In the decision issued after the hearing, the administrative judge determined Camargo was an independent contractor and was not entitled to workers’ compensation benefits, and the reviewing board affirmed this decision.
Massachusetts workers’ compensation law requires employers to provide workers’ compensation to employees who are injured during their employment. The law applies to employees defined as “every person in the service of another under any contract of hire, express or implied, oral or written,” with certain exceptions.
Massachusetts’ independent contractor statute states that “an individual performing any service, except as authorized under this chapter, shall be considered to be an employee under those chapters unless…the individual is free from control and direction in connection with the performance of the service, both under his contract for the performance of service and in fact; and…the service is performed outside the usual course of the business of the employer; and…the individual is customarily engaged in an independently established trade, occupation, profession or business of the same nature as that involved in the service performed.”
According to Kafker’s opinion document, the evidence in Camargo’s case supports the finding that she was an independent contractor. This is because in working for PCF, she was allowed to expand her business to deliver newspapers and items for other companies, supplied everything needed to complete her job at PCF – including using her own vehicle to make deliveries – hired substitutes to complete the job, purchased her own independent contractor work insurance and filed taxes as an independent contractor.

################

Exercise brief
Quote the excerpt on Camargo's workers' compensation case in full, word for word. The lines that follow this excerpt are not needed for any of this work.

Dataset content
################

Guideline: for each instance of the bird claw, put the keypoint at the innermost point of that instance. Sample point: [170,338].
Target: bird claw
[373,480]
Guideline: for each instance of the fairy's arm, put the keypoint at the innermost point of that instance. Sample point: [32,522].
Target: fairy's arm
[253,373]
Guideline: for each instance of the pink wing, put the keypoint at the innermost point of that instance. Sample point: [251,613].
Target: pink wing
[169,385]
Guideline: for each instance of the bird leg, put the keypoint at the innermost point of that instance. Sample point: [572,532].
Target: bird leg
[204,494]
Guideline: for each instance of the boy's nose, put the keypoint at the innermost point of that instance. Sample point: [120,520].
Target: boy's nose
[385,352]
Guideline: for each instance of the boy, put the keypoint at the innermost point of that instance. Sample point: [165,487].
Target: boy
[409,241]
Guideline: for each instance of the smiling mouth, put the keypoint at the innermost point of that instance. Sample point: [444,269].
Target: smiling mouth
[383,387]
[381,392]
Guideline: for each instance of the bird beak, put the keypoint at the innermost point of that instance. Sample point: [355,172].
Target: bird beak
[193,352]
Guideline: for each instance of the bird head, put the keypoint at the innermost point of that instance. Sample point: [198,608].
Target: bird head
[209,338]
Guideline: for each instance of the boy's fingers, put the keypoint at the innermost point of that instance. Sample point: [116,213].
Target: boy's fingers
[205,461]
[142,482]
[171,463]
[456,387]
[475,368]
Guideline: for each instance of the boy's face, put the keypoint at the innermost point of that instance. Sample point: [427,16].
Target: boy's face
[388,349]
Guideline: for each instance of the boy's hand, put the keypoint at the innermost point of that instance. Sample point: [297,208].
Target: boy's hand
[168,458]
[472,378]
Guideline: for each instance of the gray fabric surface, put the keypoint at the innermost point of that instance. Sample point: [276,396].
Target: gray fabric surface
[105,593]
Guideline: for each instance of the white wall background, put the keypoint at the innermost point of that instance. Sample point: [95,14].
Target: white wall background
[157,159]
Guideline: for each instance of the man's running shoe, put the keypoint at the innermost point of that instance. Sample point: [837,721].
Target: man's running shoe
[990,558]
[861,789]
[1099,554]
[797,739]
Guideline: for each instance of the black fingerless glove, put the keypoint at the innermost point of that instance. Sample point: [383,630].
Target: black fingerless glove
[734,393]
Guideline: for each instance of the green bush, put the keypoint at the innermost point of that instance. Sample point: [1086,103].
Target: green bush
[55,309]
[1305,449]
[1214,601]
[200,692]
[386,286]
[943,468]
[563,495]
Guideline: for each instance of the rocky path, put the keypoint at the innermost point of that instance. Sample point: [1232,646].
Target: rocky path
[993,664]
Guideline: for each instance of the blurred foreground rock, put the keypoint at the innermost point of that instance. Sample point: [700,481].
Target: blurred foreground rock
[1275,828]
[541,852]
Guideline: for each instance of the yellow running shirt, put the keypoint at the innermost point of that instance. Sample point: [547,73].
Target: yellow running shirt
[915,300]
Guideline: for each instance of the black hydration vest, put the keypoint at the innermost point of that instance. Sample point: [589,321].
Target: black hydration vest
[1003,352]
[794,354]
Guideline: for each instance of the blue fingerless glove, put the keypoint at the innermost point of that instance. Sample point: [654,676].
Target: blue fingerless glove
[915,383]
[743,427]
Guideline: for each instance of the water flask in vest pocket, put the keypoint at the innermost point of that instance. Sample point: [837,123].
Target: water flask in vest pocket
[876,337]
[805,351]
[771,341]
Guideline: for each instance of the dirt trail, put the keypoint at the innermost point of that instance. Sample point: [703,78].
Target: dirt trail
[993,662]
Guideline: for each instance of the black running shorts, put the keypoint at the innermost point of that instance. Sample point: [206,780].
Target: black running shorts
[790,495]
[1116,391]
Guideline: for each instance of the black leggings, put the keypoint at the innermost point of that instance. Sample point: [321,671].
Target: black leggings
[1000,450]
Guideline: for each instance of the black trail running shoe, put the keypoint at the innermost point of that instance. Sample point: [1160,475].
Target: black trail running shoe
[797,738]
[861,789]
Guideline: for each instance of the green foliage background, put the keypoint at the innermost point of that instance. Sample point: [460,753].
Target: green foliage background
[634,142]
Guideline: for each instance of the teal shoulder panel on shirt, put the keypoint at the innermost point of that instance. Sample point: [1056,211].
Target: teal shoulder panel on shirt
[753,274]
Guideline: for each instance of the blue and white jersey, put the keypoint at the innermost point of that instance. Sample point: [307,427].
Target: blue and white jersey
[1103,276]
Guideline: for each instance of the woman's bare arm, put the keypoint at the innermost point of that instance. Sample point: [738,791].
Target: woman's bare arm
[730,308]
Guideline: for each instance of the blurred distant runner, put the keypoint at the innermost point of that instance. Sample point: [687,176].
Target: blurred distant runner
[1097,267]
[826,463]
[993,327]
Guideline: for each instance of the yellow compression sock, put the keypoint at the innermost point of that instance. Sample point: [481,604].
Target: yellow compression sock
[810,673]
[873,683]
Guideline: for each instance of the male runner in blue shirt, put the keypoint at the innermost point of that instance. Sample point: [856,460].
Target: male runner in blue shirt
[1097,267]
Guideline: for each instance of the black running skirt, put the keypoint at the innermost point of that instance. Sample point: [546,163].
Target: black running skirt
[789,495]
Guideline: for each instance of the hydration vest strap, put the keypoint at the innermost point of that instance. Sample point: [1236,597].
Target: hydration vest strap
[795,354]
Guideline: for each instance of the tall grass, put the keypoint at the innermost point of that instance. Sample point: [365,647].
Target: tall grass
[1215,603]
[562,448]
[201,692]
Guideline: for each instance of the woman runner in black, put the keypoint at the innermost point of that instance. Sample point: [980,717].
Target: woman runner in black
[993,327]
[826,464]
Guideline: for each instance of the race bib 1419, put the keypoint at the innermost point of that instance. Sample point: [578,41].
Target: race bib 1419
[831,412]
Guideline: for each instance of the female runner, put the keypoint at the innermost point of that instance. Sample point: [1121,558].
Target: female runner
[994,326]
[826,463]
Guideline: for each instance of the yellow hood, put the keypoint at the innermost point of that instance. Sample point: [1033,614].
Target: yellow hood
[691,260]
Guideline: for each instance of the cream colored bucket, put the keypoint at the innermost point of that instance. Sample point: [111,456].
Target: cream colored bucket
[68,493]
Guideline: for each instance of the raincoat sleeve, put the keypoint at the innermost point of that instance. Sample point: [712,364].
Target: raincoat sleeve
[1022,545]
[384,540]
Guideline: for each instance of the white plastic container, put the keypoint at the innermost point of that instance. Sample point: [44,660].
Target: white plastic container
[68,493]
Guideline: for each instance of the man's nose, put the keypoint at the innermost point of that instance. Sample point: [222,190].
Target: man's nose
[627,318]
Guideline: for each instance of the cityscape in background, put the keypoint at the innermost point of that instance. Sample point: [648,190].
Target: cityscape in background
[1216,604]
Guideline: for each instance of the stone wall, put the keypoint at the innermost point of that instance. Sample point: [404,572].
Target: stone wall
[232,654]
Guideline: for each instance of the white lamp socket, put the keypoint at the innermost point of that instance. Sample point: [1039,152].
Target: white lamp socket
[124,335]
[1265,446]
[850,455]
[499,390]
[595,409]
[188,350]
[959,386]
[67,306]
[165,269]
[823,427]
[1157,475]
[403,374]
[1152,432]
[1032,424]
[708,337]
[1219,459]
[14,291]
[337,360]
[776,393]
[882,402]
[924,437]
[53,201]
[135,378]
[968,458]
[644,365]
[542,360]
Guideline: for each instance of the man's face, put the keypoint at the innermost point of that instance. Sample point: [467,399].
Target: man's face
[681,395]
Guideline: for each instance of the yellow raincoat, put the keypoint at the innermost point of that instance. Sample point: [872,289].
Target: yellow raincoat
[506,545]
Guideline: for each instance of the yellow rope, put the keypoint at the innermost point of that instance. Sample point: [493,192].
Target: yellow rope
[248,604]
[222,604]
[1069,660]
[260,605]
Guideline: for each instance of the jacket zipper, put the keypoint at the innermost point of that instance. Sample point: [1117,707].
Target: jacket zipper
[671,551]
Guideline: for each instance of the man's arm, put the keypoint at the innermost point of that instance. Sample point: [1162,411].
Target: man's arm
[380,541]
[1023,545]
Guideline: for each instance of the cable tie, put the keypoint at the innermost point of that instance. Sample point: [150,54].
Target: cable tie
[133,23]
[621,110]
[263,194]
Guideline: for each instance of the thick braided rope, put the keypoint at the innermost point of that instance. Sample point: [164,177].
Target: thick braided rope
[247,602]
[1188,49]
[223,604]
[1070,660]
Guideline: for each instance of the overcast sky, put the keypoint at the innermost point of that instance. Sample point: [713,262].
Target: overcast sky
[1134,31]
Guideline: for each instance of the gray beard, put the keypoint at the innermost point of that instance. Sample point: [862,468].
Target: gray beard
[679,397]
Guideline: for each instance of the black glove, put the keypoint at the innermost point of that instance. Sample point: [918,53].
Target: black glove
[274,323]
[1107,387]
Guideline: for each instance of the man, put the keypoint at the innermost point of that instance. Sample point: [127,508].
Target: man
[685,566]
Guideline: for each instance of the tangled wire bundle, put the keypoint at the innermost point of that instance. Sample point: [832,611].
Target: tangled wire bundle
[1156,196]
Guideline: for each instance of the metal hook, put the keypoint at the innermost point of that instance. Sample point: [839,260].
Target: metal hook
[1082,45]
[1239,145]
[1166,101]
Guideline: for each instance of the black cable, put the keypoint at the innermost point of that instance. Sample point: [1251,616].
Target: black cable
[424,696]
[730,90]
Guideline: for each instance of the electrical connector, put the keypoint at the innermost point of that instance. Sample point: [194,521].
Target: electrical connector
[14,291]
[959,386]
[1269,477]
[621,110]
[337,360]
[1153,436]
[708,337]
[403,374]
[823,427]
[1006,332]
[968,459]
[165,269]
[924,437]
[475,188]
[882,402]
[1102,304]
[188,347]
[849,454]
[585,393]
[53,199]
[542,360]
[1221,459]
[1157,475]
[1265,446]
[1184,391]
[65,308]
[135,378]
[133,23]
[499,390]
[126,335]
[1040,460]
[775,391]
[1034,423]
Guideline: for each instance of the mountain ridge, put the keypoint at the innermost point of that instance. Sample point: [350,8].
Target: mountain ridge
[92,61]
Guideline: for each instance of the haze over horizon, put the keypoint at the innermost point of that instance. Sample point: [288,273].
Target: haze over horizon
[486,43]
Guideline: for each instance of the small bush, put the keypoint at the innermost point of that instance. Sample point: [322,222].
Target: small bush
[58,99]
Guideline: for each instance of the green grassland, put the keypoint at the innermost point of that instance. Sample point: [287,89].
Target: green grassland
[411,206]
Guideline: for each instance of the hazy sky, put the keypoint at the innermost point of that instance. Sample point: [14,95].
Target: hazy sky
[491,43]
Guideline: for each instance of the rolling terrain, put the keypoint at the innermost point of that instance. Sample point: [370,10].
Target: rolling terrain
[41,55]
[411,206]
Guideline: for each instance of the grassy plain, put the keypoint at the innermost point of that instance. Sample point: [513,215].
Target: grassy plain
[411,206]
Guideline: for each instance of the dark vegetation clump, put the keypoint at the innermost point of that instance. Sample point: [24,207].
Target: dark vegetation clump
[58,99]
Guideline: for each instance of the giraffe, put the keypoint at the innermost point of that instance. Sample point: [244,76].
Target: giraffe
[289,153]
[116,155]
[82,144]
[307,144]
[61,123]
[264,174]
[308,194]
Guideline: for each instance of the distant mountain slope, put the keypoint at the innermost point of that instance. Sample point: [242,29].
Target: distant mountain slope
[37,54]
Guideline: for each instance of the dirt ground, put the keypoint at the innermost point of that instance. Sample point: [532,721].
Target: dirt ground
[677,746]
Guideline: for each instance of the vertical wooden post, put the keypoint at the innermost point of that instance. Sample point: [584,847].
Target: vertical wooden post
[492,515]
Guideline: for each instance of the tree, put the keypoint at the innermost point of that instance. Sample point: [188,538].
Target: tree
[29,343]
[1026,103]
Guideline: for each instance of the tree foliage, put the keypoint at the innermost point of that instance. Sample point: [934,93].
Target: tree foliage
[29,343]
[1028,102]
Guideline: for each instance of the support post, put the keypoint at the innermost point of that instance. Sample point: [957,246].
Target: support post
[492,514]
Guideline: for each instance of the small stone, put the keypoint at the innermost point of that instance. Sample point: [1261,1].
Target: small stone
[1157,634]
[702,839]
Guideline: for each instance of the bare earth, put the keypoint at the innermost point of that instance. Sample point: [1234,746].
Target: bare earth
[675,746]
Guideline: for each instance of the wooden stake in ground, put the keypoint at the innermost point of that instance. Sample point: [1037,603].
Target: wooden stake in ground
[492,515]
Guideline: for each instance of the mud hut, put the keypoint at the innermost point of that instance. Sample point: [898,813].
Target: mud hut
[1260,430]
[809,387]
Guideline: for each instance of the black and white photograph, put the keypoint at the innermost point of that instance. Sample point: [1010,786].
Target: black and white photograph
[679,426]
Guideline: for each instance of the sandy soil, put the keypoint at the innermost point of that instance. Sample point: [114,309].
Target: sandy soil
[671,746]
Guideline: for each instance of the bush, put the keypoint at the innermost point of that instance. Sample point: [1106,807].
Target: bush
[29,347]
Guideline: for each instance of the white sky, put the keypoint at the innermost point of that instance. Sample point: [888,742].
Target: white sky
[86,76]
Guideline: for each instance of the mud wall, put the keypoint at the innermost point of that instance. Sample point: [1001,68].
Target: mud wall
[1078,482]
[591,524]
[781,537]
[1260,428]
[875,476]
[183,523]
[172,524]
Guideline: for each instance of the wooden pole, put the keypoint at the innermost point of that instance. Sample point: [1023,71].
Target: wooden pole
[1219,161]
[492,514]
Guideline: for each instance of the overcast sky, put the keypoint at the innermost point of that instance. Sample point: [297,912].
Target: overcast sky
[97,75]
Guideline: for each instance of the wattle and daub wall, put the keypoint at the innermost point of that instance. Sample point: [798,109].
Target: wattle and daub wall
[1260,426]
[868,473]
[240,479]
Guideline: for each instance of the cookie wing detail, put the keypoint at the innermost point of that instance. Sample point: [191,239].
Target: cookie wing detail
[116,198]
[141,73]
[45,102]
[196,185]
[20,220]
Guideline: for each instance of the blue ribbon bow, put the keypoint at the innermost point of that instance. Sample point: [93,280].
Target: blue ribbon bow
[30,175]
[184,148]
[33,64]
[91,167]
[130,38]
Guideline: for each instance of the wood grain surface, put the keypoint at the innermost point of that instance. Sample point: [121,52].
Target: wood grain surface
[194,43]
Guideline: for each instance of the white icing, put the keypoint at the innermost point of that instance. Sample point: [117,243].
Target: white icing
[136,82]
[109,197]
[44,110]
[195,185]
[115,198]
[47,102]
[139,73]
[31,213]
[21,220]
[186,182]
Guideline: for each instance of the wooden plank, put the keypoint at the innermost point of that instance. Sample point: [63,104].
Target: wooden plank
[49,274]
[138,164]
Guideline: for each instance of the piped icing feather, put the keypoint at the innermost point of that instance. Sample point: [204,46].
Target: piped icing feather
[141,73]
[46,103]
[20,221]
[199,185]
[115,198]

################

Exercise response
In the decision issued after the hearing, the administrative judge determined Camargo was an independent contractor and was not entitled to workers’ compensation benefits, and the reviewing board affirmed this decision.
Massachusetts workers’ compensation law requires employers to provide workers’ compensation to employees who are injured during their employment. The law applies to employees defined as “every person in the service of another under any contract of hire, express or implied, oral or written,” with certain exceptions.
Massachusetts’ independent contractor statute states that “an individual performing any service, except as authorized under this chapter, shall be considered to be an employee under those chapters unless…the individual is free from control and direction in connection with the performance of the service, both under his contract for the performance of service and in fact; and…the service is performed outside the usual course of the business of the employer; and…the individual is customarily engaged in an independently established trade, occupation, profession or business of the same nature as that involved in the service performed.”
According to Kafker’s opinion document, the evidence in Camargo’s case supports the finding that she was an independent contractor. This is because in working for PCF, she was allowed to expand her business to deliver newspapers and items for other companies, supplied everything needed to complete her job at PCF – including using her own vehicle to make deliveries – hired substitutes to complete the job, purchased her own independent contractor work insurance and filed taxes as an independent contractor.